** Start **

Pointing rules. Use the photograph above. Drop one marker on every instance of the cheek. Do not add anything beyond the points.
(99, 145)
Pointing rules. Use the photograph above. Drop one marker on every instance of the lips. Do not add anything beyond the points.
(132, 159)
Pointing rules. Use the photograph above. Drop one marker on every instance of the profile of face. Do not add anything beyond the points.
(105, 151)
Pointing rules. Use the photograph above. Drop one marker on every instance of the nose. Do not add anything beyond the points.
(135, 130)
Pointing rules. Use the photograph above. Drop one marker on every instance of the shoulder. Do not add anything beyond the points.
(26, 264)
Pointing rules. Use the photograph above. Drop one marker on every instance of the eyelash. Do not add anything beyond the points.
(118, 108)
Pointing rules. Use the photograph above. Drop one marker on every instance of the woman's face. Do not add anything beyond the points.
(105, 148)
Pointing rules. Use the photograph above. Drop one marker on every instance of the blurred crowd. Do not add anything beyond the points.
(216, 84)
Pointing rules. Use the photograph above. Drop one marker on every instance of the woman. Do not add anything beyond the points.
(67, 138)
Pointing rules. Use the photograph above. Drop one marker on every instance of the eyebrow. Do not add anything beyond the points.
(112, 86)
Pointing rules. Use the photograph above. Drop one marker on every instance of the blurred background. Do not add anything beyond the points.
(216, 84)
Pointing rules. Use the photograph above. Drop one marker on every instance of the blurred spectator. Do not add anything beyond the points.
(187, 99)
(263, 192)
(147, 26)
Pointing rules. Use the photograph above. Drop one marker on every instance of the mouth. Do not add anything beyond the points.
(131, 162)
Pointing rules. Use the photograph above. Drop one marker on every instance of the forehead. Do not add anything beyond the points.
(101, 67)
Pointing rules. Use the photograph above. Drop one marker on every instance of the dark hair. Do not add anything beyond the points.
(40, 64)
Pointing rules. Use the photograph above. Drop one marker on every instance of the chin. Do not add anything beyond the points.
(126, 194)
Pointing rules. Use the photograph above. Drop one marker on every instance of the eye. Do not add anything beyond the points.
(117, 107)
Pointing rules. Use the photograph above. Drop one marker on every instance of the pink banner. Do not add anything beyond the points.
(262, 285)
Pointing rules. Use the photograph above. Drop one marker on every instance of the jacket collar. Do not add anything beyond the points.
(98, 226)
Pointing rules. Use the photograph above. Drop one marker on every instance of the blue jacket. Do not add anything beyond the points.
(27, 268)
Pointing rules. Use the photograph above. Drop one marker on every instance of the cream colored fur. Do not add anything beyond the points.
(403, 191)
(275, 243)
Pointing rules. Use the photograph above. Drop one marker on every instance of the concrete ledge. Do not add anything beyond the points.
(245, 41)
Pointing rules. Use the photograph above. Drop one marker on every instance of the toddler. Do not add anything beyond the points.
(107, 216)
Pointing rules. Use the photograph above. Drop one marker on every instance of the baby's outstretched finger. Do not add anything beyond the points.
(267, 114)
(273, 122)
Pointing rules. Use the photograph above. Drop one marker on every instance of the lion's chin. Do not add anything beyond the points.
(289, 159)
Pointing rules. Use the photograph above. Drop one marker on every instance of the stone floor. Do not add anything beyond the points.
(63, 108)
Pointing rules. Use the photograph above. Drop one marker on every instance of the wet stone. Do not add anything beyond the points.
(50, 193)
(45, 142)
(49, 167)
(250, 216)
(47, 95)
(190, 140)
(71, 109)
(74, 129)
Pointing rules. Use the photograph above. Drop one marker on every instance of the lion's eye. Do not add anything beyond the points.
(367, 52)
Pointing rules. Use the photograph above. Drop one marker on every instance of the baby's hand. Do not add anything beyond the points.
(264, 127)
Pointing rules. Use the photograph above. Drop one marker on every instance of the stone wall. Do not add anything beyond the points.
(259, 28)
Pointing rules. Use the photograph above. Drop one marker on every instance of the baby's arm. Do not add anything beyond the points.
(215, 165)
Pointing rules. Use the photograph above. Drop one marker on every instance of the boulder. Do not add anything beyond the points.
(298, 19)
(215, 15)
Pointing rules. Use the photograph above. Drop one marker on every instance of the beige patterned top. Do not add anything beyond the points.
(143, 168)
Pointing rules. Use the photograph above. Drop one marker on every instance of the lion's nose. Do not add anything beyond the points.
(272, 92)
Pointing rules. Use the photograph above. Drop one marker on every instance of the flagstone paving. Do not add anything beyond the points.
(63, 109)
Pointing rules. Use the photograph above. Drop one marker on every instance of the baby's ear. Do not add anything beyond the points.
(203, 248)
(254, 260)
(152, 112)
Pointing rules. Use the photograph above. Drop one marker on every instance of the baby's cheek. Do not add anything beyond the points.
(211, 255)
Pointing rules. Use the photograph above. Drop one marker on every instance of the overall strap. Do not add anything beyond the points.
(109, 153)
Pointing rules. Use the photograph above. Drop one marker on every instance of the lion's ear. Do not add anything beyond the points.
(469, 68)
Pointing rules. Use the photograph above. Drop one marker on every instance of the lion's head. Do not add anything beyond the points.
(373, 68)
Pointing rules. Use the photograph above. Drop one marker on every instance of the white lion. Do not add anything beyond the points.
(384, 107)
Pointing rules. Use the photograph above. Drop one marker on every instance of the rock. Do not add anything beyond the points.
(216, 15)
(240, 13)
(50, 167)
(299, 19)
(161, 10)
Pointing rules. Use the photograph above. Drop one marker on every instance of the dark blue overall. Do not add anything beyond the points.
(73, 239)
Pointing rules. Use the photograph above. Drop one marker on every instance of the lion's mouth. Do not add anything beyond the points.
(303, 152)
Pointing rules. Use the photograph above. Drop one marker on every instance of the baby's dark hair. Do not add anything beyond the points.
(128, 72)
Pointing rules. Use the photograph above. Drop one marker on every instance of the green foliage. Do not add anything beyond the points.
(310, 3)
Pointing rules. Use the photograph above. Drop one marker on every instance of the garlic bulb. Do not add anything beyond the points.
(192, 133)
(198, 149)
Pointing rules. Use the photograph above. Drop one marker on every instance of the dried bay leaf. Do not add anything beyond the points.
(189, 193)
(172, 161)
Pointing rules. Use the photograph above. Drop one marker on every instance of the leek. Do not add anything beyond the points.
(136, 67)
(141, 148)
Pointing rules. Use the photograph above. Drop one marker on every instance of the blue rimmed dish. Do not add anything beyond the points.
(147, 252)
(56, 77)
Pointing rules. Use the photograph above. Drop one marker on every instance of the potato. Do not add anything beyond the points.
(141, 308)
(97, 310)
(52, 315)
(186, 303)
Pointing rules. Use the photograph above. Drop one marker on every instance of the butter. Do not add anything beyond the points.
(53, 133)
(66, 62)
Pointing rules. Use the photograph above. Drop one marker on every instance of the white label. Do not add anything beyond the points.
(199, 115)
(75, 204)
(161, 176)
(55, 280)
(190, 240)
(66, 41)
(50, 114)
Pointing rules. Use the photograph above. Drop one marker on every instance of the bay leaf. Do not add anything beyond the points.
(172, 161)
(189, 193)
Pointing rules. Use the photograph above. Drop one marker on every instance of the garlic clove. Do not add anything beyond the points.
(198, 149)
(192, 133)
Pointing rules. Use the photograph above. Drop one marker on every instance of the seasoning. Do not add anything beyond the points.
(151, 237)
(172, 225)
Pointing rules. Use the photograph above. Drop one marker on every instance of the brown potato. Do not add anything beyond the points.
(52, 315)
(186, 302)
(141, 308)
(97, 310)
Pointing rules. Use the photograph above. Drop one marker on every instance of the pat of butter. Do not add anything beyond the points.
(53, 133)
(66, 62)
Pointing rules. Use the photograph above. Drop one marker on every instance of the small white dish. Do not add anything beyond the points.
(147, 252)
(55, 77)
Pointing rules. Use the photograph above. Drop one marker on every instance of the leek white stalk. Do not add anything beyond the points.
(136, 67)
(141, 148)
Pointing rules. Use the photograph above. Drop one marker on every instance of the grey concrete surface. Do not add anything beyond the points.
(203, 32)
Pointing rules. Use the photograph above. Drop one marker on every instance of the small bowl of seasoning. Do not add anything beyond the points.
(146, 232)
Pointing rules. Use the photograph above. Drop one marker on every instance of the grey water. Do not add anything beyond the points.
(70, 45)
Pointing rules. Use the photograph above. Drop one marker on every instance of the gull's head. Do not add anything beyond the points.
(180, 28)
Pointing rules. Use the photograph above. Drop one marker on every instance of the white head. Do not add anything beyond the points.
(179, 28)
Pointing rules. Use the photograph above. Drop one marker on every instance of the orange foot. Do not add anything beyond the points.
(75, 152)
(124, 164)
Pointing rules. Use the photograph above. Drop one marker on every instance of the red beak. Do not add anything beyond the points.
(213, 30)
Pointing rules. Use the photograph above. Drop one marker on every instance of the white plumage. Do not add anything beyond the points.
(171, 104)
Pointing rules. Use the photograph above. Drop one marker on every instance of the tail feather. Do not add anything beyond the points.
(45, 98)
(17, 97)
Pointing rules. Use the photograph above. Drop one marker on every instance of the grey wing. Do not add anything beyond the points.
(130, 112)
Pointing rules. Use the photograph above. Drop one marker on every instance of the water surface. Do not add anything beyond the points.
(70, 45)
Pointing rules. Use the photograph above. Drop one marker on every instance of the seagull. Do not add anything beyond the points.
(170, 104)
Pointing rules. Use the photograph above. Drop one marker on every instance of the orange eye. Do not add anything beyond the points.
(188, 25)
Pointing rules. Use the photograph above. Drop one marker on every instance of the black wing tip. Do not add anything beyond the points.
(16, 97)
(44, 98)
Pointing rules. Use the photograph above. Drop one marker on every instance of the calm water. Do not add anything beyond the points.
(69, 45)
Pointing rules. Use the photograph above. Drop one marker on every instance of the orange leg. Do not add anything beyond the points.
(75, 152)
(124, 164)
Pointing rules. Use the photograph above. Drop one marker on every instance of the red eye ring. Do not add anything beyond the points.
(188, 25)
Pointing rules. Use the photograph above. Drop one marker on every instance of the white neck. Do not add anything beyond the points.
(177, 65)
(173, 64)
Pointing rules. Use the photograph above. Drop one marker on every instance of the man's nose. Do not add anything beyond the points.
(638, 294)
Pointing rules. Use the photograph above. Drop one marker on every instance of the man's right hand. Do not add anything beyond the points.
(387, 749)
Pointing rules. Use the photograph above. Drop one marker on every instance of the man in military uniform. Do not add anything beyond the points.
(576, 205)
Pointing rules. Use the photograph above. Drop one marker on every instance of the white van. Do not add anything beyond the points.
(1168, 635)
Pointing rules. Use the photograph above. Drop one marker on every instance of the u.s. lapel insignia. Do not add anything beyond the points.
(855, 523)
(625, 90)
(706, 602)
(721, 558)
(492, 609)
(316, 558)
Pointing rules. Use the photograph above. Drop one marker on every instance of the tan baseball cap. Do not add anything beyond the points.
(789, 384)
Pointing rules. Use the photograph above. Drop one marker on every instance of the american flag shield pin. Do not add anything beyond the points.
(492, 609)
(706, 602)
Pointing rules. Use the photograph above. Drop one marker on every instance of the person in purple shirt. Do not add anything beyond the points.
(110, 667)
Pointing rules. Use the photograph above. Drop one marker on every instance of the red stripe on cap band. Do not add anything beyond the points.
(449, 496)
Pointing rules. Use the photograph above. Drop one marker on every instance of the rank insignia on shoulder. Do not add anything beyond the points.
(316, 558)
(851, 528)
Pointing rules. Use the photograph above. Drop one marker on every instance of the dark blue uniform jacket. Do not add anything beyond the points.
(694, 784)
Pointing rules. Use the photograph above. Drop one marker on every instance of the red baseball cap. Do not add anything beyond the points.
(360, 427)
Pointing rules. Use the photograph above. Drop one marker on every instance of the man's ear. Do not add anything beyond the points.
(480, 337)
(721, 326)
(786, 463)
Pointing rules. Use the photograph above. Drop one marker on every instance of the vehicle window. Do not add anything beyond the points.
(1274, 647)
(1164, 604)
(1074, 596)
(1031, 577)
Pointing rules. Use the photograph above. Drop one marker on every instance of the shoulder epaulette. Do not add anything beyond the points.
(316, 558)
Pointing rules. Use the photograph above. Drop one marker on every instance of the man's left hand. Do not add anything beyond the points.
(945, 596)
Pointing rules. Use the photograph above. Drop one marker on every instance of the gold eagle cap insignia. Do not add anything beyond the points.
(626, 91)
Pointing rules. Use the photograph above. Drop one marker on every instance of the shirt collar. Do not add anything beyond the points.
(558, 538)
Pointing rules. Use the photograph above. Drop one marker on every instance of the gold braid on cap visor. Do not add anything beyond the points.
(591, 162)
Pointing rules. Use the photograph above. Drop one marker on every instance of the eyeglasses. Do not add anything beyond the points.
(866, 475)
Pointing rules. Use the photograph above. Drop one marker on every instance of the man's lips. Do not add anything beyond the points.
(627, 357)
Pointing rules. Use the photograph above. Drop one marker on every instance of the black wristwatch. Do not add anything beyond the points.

** End **

_WHAT IS BEING ASKED_
For this exercise, please retype exactly the lines in the listing from the line with "window. Do not add anything beyond the points." through its last line, both ends included.

_TASK SOLUTION_
Pointing rules. Use the photograph above. Drop one marker on every instance of the vehicle window. Do not add anything beyond the points.
(1274, 647)
(1164, 604)
(1074, 596)
(1031, 577)
Pointing rules. Use the photograph above. Drop one marker on every instance of the shoulder epaulette. Do not add anything beyond the points.
(316, 558)
Pointing rules. Use the photograph above. Drop one marker on every instance of the man's left hand. Do not add anything beyond the points.
(945, 596)
Pointing rules. Use the photograph above. Drop one marker on every instance of the gold eagle cap insignia. Do not add anything beyond the points.
(626, 91)
Pointing rules. Use the photograph above. Drop one marker on every instance of the shirt collar. Do not add anything beyond the points.
(558, 538)
Pointing rules. Use the photograph above. Drop one marker on every instance of the gold braid on cap visor. Do not add anything beyond the points.
(591, 162)
Pointing rules. Use the photograph above. Drop one marker on every instance of the eyeglasses. Do not add anything beyond the points.
(866, 475)
Pointing rules. Use the photograph above. Drop one marker on every instance of the man's lips. Do not add anything beyond the points.
(627, 357)
Pointing rules. Use the photograph above. Drop one marker on every instance of the black wristwatch. Do not add anything beyond the points.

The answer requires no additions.